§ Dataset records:
-=-=-
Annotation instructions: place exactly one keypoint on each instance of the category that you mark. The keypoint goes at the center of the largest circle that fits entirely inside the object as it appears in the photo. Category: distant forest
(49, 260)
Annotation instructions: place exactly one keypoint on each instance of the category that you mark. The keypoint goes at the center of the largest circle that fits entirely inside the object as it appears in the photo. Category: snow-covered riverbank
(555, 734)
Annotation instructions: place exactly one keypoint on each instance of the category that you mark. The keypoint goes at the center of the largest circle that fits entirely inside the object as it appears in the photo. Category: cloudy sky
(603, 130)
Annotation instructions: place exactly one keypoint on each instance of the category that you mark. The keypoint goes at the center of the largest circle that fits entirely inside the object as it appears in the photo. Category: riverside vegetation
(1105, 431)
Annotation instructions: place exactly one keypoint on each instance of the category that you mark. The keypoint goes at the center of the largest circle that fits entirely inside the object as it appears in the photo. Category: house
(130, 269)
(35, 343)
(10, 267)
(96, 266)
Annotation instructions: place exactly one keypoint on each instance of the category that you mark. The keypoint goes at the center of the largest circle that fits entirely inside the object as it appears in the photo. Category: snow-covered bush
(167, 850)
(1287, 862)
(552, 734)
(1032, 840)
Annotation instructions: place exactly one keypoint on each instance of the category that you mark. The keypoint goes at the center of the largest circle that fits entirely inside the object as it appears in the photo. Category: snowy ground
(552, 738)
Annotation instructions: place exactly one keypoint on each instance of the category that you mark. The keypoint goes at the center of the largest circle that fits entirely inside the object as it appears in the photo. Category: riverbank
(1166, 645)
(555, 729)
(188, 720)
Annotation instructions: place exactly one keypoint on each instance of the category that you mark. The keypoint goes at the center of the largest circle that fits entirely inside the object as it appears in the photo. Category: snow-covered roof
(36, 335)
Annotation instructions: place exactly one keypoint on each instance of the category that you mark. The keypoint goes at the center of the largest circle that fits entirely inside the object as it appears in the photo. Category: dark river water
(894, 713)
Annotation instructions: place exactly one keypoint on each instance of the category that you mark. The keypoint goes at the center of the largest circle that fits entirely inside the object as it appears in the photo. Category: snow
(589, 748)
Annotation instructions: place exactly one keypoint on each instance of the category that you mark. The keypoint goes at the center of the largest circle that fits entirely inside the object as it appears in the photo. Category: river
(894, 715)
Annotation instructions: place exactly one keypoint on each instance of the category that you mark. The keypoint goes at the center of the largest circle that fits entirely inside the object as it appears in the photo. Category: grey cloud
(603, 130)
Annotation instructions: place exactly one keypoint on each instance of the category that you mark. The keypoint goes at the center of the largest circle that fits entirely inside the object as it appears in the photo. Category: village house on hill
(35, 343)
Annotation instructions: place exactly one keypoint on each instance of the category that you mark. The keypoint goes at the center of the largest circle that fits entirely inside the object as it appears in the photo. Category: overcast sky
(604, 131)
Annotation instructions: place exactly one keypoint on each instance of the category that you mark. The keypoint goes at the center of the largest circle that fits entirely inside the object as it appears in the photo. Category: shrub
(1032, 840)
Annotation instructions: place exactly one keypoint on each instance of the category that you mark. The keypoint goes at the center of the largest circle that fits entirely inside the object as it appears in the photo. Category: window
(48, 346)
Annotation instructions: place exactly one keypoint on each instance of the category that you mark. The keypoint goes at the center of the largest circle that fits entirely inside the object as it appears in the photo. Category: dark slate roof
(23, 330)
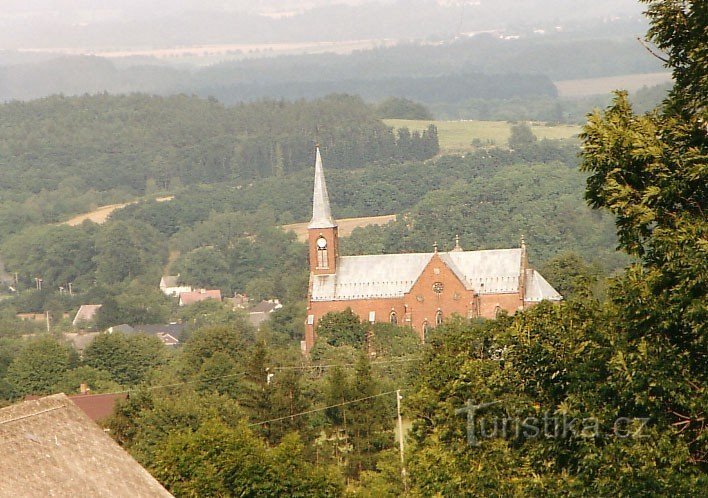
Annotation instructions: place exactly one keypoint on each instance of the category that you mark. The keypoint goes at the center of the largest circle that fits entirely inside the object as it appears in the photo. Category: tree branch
(665, 61)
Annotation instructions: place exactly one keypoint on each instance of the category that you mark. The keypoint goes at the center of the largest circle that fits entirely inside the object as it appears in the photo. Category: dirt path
(346, 225)
(101, 214)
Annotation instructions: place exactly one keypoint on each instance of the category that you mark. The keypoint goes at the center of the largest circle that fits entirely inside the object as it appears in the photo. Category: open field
(456, 136)
(226, 51)
(346, 225)
(599, 86)
(101, 214)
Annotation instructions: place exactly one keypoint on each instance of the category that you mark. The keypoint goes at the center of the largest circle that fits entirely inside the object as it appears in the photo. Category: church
(419, 289)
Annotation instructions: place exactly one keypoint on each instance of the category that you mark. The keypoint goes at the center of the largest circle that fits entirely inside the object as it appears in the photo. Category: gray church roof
(538, 289)
(393, 275)
(321, 213)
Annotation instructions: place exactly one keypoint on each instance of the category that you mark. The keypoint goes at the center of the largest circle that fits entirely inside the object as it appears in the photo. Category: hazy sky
(114, 24)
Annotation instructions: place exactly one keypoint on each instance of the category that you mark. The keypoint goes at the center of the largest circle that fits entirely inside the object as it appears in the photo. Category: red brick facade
(417, 290)
(425, 305)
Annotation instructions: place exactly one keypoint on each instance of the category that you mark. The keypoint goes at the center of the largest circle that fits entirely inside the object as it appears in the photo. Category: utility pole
(400, 440)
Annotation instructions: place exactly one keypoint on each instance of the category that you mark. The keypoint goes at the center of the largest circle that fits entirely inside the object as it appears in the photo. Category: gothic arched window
(322, 260)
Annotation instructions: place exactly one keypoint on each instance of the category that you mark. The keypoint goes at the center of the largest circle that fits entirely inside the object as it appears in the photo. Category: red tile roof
(97, 406)
(186, 298)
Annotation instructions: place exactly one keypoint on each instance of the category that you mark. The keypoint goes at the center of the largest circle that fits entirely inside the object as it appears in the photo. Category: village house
(86, 315)
(187, 298)
(170, 285)
(419, 290)
(52, 448)
(261, 312)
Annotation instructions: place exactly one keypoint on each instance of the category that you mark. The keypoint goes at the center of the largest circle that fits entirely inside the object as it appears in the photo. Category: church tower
(323, 236)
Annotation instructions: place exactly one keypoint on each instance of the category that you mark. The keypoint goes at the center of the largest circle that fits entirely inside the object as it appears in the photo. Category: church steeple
(323, 235)
(321, 212)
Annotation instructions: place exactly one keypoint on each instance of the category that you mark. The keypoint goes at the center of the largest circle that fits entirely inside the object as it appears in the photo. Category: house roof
(199, 295)
(169, 281)
(123, 328)
(81, 341)
(266, 307)
(167, 339)
(52, 448)
(86, 313)
(321, 212)
(493, 271)
(174, 329)
(97, 406)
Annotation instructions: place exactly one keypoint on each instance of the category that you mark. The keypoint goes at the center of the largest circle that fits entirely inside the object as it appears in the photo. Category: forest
(63, 155)
(603, 394)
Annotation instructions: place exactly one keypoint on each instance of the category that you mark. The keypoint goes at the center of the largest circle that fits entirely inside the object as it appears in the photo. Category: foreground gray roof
(51, 448)
(493, 271)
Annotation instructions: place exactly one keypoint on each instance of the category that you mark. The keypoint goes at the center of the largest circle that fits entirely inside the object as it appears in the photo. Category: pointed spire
(457, 248)
(321, 213)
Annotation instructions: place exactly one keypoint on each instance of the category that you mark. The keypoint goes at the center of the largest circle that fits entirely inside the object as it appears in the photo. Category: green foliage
(393, 340)
(402, 108)
(219, 461)
(128, 358)
(38, 366)
(539, 201)
(137, 304)
(342, 329)
(231, 340)
(128, 250)
(98, 381)
(521, 135)
(640, 356)
(572, 276)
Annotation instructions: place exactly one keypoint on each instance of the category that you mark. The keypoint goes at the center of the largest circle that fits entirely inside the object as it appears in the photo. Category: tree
(521, 136)
(125, 251)
(216, 460)
(232, 341)
(98, 381)
(639, 357)
(370, 425)
(128, 358)
(36, 369)
(570, 275)
(342, 328)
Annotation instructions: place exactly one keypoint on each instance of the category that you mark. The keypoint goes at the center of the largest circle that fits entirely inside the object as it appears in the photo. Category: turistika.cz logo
(547, 425)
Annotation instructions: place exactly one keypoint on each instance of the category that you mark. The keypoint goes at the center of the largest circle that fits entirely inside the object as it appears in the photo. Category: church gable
(438, 281)
(493, 271)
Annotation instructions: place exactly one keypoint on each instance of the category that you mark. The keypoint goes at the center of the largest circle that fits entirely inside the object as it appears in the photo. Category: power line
(30, 415)
(332, 365)
(323, 408)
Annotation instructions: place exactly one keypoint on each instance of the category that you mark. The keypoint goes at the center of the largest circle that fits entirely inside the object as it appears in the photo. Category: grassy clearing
(101, 214)
(456, 136)
(598, 86)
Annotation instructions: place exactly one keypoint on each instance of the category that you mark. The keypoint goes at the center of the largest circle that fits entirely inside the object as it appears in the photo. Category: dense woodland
(62, 155)
(209, 419)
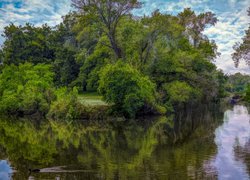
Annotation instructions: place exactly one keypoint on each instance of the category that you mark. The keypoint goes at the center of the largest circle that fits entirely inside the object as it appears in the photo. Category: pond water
(203, 145)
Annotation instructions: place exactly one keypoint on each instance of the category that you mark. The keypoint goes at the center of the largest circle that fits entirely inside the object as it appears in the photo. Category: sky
(232, 16)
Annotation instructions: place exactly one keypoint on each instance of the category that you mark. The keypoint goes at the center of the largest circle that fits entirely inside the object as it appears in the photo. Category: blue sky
(232, 15)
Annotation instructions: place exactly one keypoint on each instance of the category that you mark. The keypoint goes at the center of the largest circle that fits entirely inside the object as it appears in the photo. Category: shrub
(26, 89)
(126, 88)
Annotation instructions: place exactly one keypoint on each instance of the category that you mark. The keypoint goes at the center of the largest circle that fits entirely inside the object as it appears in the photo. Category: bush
(126, 88)
(66, 105)
(247, 96)
(26, 89)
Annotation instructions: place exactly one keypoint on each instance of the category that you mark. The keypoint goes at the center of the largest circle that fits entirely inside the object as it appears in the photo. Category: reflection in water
(150, 149)
(232, 135)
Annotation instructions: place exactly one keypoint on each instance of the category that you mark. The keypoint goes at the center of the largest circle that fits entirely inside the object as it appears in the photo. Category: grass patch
(91, 99)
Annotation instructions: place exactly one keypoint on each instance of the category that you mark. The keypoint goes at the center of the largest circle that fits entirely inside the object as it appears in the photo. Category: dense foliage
(139, 64)
(127, 88)
(26, 89)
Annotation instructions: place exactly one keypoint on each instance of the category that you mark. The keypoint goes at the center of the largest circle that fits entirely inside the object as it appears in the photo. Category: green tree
(126, 88)
(106, 15)
(26, 89)
(242, 51)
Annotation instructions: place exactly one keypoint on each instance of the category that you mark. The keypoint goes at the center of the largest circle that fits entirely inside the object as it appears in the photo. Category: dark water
(203, 145)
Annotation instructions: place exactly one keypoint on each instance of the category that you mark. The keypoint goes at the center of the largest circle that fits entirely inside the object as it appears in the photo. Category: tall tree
(106, 14)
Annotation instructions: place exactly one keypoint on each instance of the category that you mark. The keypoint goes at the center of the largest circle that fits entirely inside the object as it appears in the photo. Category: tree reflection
(125, 149)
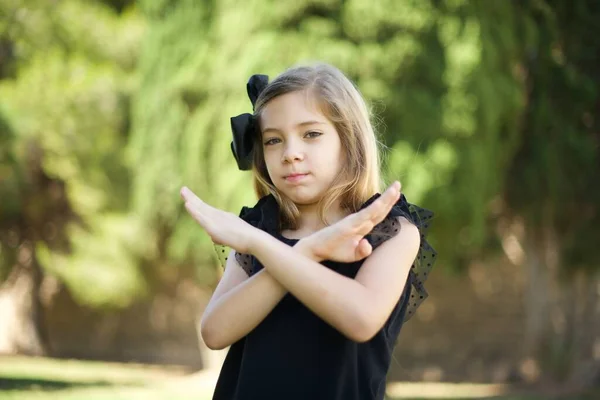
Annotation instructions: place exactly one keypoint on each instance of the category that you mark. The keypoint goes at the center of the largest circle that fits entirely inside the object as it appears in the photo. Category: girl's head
(315, 123)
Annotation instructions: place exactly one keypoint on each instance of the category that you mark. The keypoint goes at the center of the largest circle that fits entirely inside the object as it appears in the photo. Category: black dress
(294, 354)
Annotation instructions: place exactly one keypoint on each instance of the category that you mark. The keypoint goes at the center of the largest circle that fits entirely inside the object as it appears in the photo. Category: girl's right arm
(240, 303)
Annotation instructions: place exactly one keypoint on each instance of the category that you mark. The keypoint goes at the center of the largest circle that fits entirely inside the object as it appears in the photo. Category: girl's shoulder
(426, 256)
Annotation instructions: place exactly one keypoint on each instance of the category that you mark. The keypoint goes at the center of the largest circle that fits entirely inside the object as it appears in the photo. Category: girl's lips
(295, 178)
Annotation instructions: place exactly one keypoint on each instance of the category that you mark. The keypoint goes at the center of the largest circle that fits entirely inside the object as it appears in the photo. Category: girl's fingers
(382, 206)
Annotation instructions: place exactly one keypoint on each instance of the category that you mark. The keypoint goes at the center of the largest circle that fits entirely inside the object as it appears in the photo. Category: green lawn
(26, 378)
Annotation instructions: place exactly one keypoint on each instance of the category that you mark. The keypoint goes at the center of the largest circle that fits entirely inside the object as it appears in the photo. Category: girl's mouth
(295, 177)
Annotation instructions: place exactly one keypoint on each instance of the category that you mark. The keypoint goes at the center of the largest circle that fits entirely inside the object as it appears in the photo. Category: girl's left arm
(359, 307)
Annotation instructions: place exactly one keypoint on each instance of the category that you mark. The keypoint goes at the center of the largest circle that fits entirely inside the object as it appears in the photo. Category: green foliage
(477, 103)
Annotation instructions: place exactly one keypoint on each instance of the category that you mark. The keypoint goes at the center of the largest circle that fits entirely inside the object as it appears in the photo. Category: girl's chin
(303, 197)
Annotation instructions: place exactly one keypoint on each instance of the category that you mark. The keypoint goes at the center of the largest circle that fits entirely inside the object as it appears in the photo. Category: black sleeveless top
(294, 354)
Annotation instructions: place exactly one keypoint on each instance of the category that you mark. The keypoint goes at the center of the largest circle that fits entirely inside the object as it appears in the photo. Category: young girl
(322, 273)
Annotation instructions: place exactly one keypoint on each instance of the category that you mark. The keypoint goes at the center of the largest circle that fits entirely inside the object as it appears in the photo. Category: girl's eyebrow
(301, 124)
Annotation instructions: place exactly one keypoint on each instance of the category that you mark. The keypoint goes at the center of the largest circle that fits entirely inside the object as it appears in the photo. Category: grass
(30, 378)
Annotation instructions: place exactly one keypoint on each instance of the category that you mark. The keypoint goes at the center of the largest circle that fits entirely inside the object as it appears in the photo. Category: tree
(63, 89)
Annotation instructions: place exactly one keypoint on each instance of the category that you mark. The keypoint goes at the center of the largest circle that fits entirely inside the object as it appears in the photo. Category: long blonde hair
(340, 102)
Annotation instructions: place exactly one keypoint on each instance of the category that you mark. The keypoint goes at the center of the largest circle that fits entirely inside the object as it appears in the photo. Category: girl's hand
(344, 241)
(223, 227)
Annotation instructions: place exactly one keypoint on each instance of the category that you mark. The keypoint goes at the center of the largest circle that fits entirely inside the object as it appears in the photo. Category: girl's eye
(313, 134)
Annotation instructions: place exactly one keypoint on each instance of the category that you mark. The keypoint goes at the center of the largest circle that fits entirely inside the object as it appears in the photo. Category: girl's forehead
(300, 105)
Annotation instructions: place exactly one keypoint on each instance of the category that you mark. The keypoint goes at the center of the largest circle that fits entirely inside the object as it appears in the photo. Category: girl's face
(302, 149)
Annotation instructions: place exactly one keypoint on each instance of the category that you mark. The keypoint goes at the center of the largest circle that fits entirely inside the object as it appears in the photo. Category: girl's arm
(359, 307)
(240, 303)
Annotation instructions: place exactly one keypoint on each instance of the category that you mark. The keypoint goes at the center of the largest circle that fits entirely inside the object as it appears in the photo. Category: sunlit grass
(29, 378)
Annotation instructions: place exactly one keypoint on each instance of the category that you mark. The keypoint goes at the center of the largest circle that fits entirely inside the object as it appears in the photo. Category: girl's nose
(292, 154)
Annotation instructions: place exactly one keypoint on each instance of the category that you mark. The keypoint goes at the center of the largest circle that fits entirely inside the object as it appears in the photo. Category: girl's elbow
(362, 329)
(211, 338)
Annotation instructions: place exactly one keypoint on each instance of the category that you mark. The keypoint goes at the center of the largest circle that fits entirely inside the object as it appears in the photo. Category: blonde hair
(341, 102)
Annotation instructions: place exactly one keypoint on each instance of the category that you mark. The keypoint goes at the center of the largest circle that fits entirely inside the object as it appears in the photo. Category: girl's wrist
(303, 246)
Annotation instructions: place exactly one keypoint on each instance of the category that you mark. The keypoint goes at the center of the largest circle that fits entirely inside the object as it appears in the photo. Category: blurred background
(490, 114)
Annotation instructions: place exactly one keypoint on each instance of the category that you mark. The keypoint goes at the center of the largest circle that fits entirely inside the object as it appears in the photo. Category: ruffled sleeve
(262, 216)
(426, 256)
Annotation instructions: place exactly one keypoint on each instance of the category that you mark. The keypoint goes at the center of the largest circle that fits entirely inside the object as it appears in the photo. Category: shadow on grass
(23, 384)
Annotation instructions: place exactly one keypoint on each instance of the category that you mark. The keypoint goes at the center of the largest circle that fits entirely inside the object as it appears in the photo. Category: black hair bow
(245, 126)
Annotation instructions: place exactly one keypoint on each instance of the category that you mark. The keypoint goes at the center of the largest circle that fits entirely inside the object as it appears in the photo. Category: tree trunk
(22, 328)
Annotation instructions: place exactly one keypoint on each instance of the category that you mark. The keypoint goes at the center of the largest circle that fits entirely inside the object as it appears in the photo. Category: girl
(322, 274)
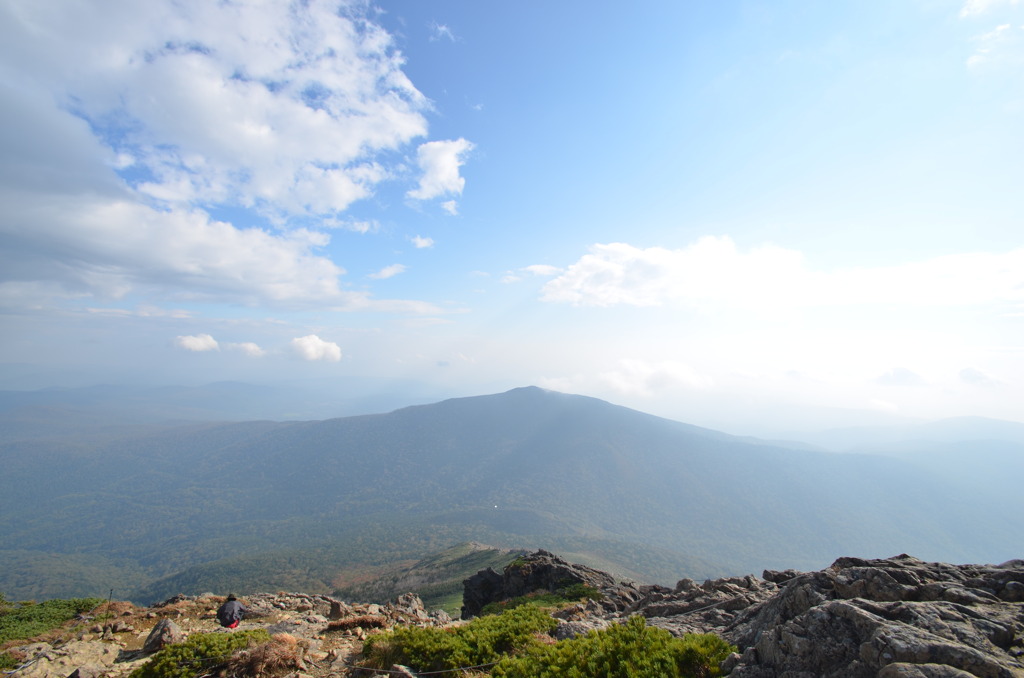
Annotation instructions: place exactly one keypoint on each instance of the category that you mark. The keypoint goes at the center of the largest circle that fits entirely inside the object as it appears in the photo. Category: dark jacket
(230, 612)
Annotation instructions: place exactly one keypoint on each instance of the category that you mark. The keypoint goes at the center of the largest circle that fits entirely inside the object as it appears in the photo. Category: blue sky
(705, 210)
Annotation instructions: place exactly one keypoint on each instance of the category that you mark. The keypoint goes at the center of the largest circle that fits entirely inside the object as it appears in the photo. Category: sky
(721, 212)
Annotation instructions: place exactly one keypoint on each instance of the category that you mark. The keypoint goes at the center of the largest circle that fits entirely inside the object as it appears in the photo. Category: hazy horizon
(737, 214)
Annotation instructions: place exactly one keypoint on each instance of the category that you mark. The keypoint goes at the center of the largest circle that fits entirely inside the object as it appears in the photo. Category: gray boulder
(164, 633)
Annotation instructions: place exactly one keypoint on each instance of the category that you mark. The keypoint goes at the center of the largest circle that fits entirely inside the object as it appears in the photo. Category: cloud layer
(126, 125)
(713, 272)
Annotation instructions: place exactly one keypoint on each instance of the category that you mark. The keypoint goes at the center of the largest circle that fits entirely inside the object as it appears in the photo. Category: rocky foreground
(896, 617)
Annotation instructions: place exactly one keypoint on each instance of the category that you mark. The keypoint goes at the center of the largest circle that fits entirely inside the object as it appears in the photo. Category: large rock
(164, 633)
(897, 617)
(90, 658)
(541, 571)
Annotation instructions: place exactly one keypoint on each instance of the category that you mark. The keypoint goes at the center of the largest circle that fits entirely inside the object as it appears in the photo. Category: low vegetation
(203, 653)
(570, 593)
(27, 620)
(479, 643)
(628, 650)
(516, 644)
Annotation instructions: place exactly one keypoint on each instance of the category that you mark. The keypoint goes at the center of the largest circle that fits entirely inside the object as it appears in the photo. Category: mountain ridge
(526, 466)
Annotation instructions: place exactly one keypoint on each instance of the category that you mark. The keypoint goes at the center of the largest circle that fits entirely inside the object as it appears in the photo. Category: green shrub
(628, 650)
(482, 641)
(199, 654)
(7, 662)
(570, 593)
(30, 620)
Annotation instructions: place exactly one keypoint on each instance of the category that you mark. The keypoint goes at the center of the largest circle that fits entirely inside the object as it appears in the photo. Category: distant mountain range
(150, 506)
-=-=-
§ Task directions:
Extract every line from the one with "Category: large rock" down to the final line above, both included, exactly as written.

§ Solution to this problem:
Annotation instructions: place exactly one keypoint on each instance of the category that you mark. The keypoint goes at the center of the largest circle that fits entirely inside the object as it appears in the photo. Category: large rock
(164, 633)
(897, 617)
(90, 658)
(541, 571)
Annotation instructions: place exactly one keypoint on each instance of the category that you mark. The keypoint goes at the center of the largest circle that fits entirely inside the object as it appears in the photo. Category: low vegetation
(203, 653)
(570, 593)
(27, 620)
(479, 643)
(628, 650)
(516, 644)
Annotation instructions: place exactly one keypoint on each instance of the category that you mark. The keypoint goes at the center of the largest circle that fits entirely inside the object as it appears in the photo. Category: mountain ridge
(526, 466)
Annotation instructions: place exactly one keypoint on each instance of the category that you mark. The keypoint goes at the center of the largest circle that fits entirely inside the object as it appears in the photo. Category: green shrub
(628, 650)
(482, 641)
(199, 654)
(7, 662)
(570, 593)
(30, 620)
Annotation instructions: place exactly one keypoint on each instance of the category that you mark. The keypoint goes at the center of the largest circle that fits entirely inside the object as it appears in the photo. Category: distant mountain range
(150, 506)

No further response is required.